The normative proposition that state officials including heads of state enjoy no immunity from accountability for international crimes is not mere aspiration. It reflects customary international law that actually changed the general topology of international law since the end of World War II, in order to accommodate that profound change in international law, which thenceforth stressed the profound importance of human rights, with correlative obligations upon those who violate human rights.

Such a fundamental change in international law was intended by the UN General Assembly when it adopted resolution 95(I) on 11 December 1946, “affirming the principles of international law recognized by the Charter of the Nürnberg Tribunal and the judgment of the Tribunal.” And in resolution 177(II) of 21 November 1946, the General Assembly invited the International Law Commission to both formulate those principles and to reflect them in the codification of crimes against the peace and security of humankind, an invitation originally made in resolution 95(I).

The General Assembly did not “affirm” a mere aspiration in resolution 95(I). What it affirmed were “principles of international law.” The phrase has applied meaning. In the Lotus case, the Permanent Court of International Justice said that “the words ‘principles of international law,’ as ordinarily used, can only mean international law as it is applied between all nations belonging to the community of States.” (See the Case of the SS Lotus, 7 September 1927, Series A No 10, at p 16, emphasis added.)

Directly responding to that mandate, the ILC formulated seven “principles of international law” recognized in the Charter of the Nuremberg Tribunal and in the judgment of the Tribunal. The Third Nuremberg Principle rejects immunity for state officials including heads of state accused of international crimes. That principle was primarily derived from article 7 of the Charter of the Nuremberg Tribunal and the pronouncements of the Tribunal giving value to that provision and the legal norm it conveyed. (See United States et al v Göring et al (Judgment) (1946) 1 Trial of the Major War Criminals before the International Military Tribunal (1947) p 223.)

An in complying with their mandate to reflect the Nuremberg principles in the codification of the draft code of crimes, the ILC consistently reflected the principle in the draft criminal codes they produced for the international community over the years. They did so in article 3 of the 1951 draft Code of Offences against the Peace and Security of Mankind, article 3 of the 1954 draft Code of Offences against the Peace and Security of Mankind, article 13 of the 1991 draft, and in article 7 of the 1996 Draft Code of Crimes against the Peace and Security of Mankind.

In the meantime, that principle has also been consistently reflected, in one formulation or another in all the founding instruments of international criminal courts and tribunals. There is a minimum of eighteen such instruments that have so reflected the principle. The list of those instruments appears in Appendix I to this commentary. That consistency confirms the proposition as a norm of customary international law, within any reasonable understanding of “international custom, as evidence of general practice of states accepted as law,” in the words of article 38(1)(b) of the ICJ Statute.
________________
§ TO BE DONE
(1) In the text on head-of-state immunity, on what date did the UN General Assembly adopt resolution 95(I)?
(2) List each ILC draft code that the text on head-of-state immunity says reflected the principle, giving its year and the article cited.
The records come from a source unrelated to the text.

§ DATASET EXCERPTS
________________
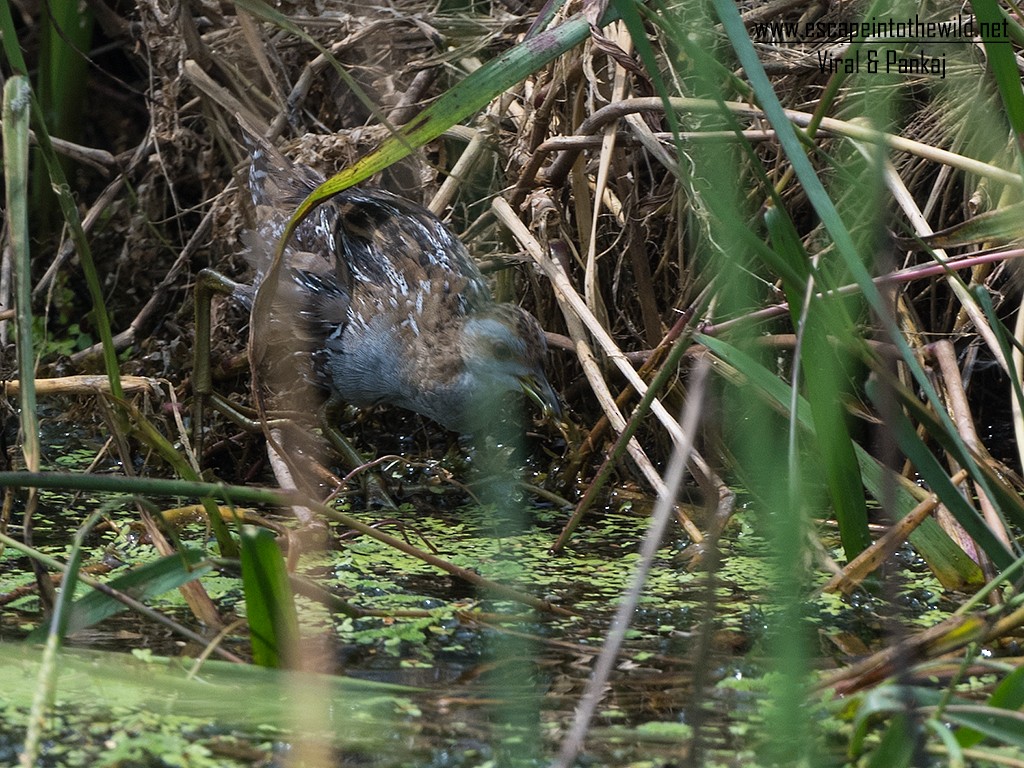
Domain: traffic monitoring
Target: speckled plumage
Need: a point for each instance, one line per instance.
________________
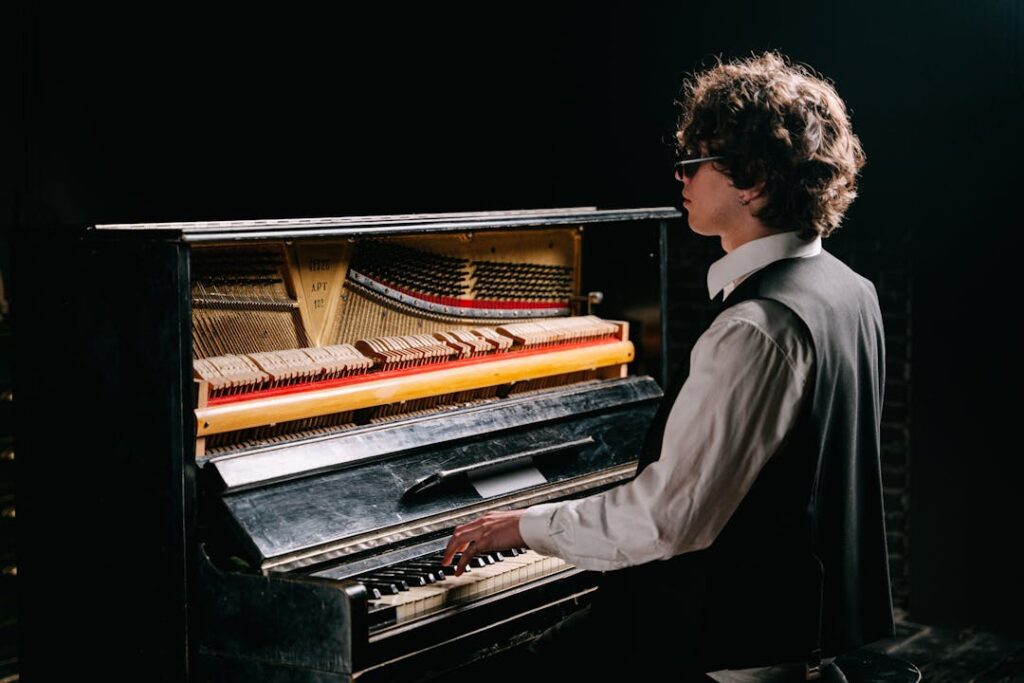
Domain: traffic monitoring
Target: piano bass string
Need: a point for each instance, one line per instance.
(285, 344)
________________
§ TASK-BY-TASK ANSWERS
(1) 11 December 1946.

(2)
- 1951 draft Code of Offences against the Peace and Security of Mankind, article 3
- 1954 draft Code of Offences against the Peace and Security of Mankind, article 3
- 1991 draft, article 13
- 1996 Draft Code of Crimes against the Peace and Security of Mankind, article 7